> PROBLEM DESCRIPTION
Please find every line in the records below that contains the string "street" and copy each of those lines. Case counts when matching.

> EXERCISE MATERIAL
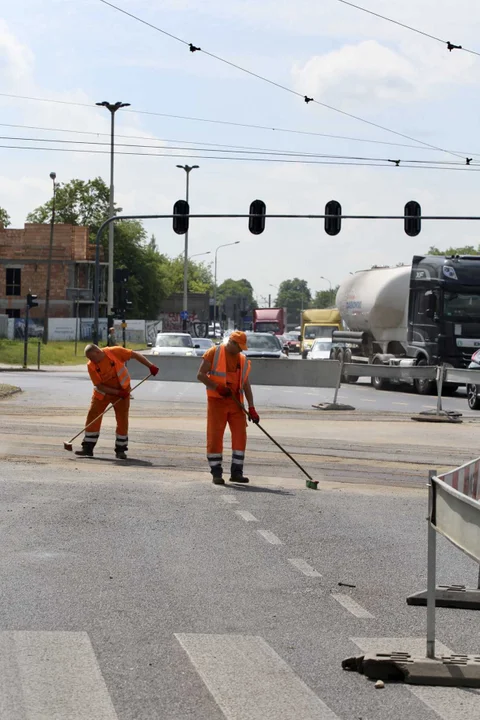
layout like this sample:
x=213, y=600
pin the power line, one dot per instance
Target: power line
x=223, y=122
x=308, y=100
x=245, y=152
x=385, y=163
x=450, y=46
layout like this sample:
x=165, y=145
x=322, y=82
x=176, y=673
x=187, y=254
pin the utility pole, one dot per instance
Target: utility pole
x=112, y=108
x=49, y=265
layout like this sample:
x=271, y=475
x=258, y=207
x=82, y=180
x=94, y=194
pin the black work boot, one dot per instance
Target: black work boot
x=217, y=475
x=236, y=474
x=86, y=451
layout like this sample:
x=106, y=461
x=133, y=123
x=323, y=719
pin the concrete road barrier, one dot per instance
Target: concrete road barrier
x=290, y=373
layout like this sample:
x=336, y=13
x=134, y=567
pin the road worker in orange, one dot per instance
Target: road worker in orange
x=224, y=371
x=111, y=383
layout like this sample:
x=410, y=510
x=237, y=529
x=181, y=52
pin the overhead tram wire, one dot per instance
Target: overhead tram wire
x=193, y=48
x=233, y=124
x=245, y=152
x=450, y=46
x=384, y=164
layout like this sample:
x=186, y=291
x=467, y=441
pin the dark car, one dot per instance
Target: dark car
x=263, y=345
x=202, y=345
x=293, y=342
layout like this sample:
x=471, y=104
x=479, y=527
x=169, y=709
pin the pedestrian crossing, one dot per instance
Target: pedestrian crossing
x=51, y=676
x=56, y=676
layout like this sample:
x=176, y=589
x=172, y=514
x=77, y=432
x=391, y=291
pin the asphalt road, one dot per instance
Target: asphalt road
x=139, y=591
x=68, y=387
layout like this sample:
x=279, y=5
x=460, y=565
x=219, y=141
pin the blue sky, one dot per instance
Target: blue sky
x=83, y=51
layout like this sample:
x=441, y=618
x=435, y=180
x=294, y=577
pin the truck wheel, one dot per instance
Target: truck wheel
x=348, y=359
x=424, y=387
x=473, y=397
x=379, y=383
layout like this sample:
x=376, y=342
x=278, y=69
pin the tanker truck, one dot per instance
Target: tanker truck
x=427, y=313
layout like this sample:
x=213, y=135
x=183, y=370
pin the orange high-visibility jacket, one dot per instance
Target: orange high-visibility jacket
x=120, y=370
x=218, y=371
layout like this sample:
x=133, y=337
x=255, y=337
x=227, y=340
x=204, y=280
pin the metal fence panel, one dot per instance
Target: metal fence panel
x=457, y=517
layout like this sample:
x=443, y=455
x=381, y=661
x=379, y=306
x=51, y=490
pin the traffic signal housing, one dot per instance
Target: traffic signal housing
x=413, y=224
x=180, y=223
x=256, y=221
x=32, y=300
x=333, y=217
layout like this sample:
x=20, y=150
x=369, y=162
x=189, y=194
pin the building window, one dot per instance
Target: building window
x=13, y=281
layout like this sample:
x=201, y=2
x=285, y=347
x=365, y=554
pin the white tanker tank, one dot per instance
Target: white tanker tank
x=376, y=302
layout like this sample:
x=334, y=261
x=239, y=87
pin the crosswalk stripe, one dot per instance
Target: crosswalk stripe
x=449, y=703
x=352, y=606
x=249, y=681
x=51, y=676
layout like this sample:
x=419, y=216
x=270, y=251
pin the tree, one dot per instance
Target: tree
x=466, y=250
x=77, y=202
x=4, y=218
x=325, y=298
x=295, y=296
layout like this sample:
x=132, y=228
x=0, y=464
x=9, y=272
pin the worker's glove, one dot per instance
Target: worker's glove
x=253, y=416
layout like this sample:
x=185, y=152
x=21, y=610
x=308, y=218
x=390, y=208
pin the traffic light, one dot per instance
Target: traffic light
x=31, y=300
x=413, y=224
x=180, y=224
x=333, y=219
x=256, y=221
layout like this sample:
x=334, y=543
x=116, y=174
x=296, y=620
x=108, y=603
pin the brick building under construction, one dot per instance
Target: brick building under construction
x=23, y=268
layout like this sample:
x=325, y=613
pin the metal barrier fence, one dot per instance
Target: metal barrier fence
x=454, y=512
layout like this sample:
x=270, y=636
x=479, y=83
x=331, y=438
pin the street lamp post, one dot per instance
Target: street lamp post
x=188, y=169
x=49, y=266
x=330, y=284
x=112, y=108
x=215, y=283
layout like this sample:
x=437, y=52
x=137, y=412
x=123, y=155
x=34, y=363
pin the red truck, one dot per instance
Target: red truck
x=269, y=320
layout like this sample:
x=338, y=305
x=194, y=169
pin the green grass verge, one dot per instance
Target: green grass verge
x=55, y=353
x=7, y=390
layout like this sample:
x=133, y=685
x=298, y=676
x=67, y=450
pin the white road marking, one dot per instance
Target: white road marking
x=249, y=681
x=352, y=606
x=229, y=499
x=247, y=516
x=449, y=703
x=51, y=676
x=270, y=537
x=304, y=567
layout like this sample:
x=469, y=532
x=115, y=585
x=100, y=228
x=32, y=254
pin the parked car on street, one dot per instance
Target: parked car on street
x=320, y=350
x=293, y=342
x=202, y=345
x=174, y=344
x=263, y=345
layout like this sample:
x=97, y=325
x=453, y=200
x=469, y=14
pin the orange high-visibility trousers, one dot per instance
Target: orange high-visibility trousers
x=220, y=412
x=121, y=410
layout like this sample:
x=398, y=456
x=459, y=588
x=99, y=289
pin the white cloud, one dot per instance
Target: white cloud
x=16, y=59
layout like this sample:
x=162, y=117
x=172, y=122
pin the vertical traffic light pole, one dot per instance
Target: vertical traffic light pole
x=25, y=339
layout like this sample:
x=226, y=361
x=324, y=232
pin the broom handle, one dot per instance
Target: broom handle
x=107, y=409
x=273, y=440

...

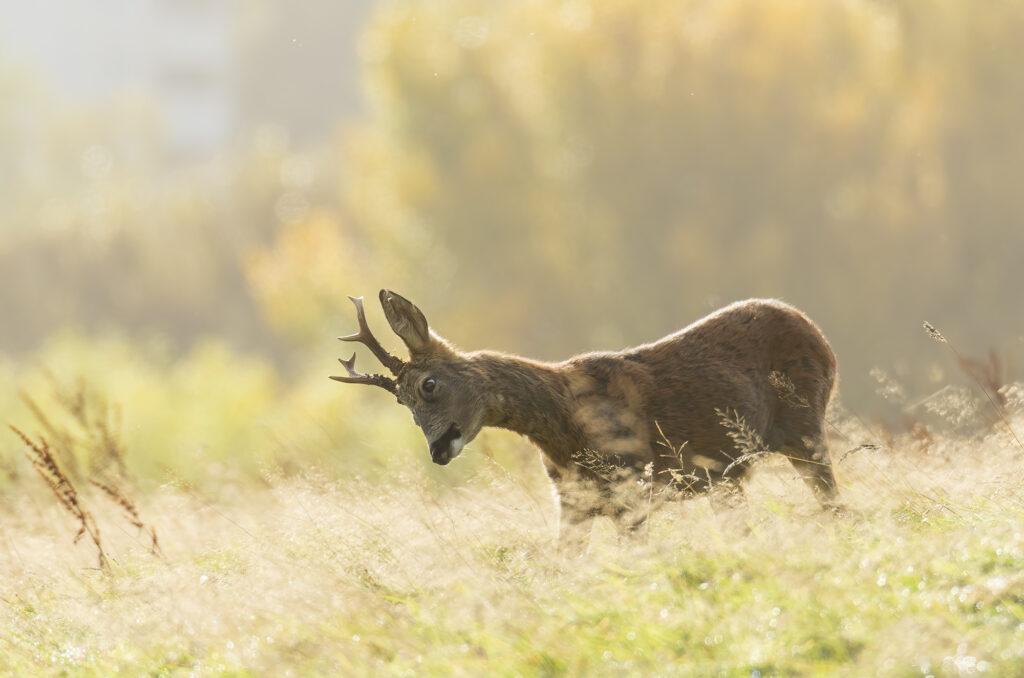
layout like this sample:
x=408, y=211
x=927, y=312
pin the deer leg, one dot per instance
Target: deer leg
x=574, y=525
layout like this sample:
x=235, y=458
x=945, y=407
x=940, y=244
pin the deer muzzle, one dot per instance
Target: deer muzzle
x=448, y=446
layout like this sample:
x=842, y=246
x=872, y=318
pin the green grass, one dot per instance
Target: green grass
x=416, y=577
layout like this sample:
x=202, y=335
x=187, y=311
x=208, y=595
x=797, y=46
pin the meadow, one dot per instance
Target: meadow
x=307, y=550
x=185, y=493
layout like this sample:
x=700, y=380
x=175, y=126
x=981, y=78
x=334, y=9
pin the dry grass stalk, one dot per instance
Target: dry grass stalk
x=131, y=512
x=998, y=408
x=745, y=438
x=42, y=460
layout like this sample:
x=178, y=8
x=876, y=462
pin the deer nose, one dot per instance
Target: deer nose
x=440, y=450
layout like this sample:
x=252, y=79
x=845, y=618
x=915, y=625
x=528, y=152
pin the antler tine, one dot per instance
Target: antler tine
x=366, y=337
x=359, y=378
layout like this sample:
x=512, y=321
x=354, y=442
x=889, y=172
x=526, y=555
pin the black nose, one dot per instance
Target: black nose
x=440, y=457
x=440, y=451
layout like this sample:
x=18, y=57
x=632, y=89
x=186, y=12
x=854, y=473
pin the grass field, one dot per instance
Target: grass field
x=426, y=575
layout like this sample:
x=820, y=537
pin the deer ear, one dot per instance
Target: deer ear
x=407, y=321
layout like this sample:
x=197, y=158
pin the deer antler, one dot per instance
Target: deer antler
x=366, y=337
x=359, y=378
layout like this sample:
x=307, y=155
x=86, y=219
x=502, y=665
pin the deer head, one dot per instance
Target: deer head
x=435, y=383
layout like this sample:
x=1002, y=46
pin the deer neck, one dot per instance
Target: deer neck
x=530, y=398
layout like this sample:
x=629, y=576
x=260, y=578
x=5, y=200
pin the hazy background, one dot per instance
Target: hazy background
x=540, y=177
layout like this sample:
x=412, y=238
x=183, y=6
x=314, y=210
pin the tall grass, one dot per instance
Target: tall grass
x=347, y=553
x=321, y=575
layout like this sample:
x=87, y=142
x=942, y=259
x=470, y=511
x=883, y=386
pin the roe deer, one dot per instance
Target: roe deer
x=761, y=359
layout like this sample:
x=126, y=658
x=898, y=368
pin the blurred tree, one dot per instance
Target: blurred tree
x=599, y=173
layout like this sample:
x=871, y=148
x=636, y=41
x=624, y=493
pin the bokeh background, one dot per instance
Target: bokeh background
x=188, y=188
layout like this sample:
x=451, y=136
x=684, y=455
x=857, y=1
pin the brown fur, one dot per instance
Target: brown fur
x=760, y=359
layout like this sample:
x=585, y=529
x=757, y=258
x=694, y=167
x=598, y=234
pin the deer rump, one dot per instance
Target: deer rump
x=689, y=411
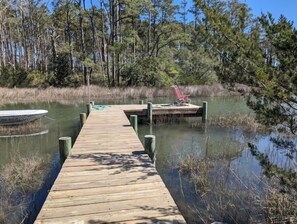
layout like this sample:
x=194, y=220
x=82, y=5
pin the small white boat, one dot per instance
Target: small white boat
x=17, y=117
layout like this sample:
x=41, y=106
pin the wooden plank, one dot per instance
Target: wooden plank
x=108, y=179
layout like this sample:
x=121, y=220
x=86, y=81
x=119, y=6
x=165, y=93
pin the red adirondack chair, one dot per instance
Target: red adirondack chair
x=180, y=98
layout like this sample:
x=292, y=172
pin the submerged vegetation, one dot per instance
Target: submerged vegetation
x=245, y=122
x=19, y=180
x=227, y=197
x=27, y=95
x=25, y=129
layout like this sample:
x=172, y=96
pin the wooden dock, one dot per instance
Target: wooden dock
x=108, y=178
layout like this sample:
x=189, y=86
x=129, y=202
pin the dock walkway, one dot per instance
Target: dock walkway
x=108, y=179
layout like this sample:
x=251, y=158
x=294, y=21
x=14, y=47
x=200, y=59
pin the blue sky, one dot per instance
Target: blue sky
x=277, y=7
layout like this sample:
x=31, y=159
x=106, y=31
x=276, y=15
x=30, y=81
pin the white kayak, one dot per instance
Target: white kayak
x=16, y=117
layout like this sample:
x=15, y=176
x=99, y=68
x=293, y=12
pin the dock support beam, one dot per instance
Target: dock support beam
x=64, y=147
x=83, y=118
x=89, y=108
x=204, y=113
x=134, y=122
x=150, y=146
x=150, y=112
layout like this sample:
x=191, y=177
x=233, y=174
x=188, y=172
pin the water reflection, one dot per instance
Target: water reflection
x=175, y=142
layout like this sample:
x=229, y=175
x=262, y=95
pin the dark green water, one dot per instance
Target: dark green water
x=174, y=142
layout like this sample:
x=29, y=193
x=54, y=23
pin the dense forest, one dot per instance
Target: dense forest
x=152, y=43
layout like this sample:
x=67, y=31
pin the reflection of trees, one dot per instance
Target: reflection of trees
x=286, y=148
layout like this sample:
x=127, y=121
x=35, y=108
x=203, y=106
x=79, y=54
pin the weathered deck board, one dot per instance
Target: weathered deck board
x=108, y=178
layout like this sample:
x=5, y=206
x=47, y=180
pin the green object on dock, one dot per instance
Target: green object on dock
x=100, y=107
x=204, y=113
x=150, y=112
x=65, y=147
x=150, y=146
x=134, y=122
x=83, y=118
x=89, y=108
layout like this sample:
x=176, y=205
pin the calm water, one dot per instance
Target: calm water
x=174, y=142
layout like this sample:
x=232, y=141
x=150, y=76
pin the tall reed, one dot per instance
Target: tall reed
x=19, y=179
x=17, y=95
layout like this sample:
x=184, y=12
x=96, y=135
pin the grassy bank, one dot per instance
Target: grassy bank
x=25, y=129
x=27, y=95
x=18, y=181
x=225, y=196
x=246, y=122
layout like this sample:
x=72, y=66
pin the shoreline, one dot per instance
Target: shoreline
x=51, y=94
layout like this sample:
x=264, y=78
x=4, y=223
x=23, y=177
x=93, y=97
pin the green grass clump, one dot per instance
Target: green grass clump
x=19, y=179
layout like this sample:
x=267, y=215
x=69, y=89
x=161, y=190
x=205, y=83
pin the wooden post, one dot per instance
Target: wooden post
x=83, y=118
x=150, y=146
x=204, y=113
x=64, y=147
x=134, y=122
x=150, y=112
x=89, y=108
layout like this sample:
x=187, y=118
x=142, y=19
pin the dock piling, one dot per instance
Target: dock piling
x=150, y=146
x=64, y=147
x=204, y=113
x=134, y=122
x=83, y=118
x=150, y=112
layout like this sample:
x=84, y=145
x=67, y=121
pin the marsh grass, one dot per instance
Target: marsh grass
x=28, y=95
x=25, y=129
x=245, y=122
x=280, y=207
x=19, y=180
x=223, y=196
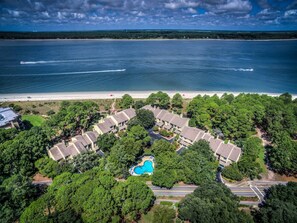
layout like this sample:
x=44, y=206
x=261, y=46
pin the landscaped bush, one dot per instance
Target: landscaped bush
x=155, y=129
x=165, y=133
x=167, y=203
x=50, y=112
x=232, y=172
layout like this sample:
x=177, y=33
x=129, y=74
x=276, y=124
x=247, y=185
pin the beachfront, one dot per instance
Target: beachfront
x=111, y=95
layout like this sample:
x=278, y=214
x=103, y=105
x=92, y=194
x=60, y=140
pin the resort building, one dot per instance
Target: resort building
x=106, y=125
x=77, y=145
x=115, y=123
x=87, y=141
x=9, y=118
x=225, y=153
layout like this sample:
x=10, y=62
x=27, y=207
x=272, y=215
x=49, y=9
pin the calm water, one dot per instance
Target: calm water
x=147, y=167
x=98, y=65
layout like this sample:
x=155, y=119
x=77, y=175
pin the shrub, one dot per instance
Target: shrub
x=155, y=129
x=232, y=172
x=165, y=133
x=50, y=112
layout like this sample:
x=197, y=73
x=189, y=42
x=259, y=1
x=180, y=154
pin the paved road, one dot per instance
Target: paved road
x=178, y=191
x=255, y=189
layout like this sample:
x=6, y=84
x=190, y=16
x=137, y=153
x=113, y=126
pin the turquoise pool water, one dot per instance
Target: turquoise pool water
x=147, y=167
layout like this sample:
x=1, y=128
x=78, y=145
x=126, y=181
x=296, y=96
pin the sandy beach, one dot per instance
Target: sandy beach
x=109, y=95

* * *

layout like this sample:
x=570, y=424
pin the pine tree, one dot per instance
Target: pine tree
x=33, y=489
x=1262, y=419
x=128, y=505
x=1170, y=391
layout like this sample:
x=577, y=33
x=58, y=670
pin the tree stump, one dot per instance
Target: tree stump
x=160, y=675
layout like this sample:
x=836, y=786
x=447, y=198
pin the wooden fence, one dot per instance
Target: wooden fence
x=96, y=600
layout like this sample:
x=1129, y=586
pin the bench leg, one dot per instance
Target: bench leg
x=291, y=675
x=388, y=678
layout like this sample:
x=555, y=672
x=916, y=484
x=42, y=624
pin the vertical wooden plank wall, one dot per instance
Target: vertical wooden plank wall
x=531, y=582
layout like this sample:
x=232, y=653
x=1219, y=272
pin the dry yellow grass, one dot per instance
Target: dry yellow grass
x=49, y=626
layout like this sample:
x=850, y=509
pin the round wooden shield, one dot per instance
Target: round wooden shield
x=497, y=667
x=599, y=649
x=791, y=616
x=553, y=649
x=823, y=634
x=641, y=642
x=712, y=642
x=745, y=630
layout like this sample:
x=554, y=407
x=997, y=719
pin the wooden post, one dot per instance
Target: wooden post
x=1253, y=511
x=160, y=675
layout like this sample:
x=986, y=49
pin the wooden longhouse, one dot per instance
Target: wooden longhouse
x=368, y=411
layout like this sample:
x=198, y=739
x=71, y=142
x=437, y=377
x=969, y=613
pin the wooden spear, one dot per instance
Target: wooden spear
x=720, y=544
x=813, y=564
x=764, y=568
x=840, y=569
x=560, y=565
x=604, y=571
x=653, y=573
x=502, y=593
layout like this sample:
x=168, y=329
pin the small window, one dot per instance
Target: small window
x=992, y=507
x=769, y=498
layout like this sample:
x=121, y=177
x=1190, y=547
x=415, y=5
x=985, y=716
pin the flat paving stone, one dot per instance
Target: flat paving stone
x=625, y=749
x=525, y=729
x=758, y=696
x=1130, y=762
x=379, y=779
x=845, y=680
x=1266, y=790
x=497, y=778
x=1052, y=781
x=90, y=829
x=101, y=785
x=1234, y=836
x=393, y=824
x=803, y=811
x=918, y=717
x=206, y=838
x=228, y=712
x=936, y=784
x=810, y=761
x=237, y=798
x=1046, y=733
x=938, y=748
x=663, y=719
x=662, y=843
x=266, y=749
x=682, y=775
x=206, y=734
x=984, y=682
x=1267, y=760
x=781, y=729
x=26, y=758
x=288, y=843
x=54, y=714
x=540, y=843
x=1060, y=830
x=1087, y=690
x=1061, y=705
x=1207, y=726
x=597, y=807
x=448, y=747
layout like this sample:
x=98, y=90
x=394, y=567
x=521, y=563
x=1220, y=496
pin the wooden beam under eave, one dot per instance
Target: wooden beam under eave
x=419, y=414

> FULL RESPONSE
pin the street lamp post, one dot per instance
Target: street lamp post
pin the parked car on street, one dot per instance
Target: parked car on street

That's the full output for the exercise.